>> Start Text to read

What is a Fair Price for an E-Book?
Yesterday, I came across a Facebook post which I decided to repost on my timeline. The Facebook post, for those of you who can’t see it, compared a $3.50 cup of coffee with a $2.99 e-book. The point of the post was that a cup of coffee which can be produced in under a minute is worth more than a book that took 2 years to produce. Whether it should be or not is the question before us.
This Facebook post has been shared over 25 times as of this writing. Obviously a lot of people believe that e-books hold more value than cups of coffee. But a high school friend of mine decided to post a comment on my edition of the post. Here is what he said: “It’s the economy of scale. The ebook can be replicated unlimited times while the coffee can only be consumed once.” While it was nice to hear from him after about 2 decades since we last saw each other, I have to say, in my opinion, that his argument is misleading and essentially false.
My friend’s argument is logical, but inaccurate. He starts with the premise that, because an e-book is electronic data, it has the potential to be copied an unlimited number of times—with the implication that there are actually an infinite number of possible copies available over the lifetime of the book, which is also unlimited. However, even though the book can be reproduced easily, the market for that book—the number of people who may be willing to buy the book—is decidedly limited. The market may be 1 person, or it could be multiple millions, but it is still limited.
Let’s say that an average e-book has a market size of one million readers who will actually pay to read the book (I should wish for a potential market of one million for my books!). My friend’s argument seems to be that, because the book has the potential to sell a million copies, we should price it as if there is a buyer today who is willing to purchase every one of those million copies right now (this concept is known as short run economies of scale). If I could sell a million books today, yes, I can see giving a discount to that buyer that would cover the cost of making the book (author time to write the book, editing, cover art, e-book formatting and conversion, and marketing), and would give me a nice little profit. If the fixed cost of making a book (before a single copy is sold) is, say, $20,000, I as the publisher (not to exclude self-publishers) can only break even if I earn those $20,000 back. As a business, I’m entitled to make a profit on my investment, albeit perhaps a small one. So let’s say I sell one million copies at once (remember, selling them one at a time has a different economic model), then I would need to charge $20,000 plus a profit of, say, $1.00 per book (this is actually kind of low, but remember, we are giving a bulk discount here). The sale price would be $1,020,000, and I should be able to put that money in the bank today.

>> End Text to read

» **Problems to solve**:
**a.** List every cost of making a book that the e-book pricing article names in parentheses.
**b.** According to the e-book pricing article, how many times had the Facebook post been shared?
**c.** Decide whether each statement agrees with the e-book pricing article. Answer yes or no for each, and quote the words from the article that settle it.
(i) The cup of coffee in the Facebook post cost $3.50.
(ii) The writer calls the friend's argument illogical.
(iii) The example fixed cost of making a book is $10,000.

>> Start Recorded information

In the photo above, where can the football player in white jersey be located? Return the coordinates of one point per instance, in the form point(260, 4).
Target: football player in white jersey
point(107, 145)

>> End Recorded information

» **Responses per task**:
**a.**
author time to write the book
editing
cover art
e-book formatting and conversion
marketing

**b.** Over 25 times as of this writing.

**c.**
(i) Yes: "compared a $3.50 cup of coffee with a $2.99 e-book"
(ii) No: "My friend’s argument is logical, but inaccurate."
(iii) No: "If the fixed cost of making a book (before a single copy is sold) is, say, $20,000"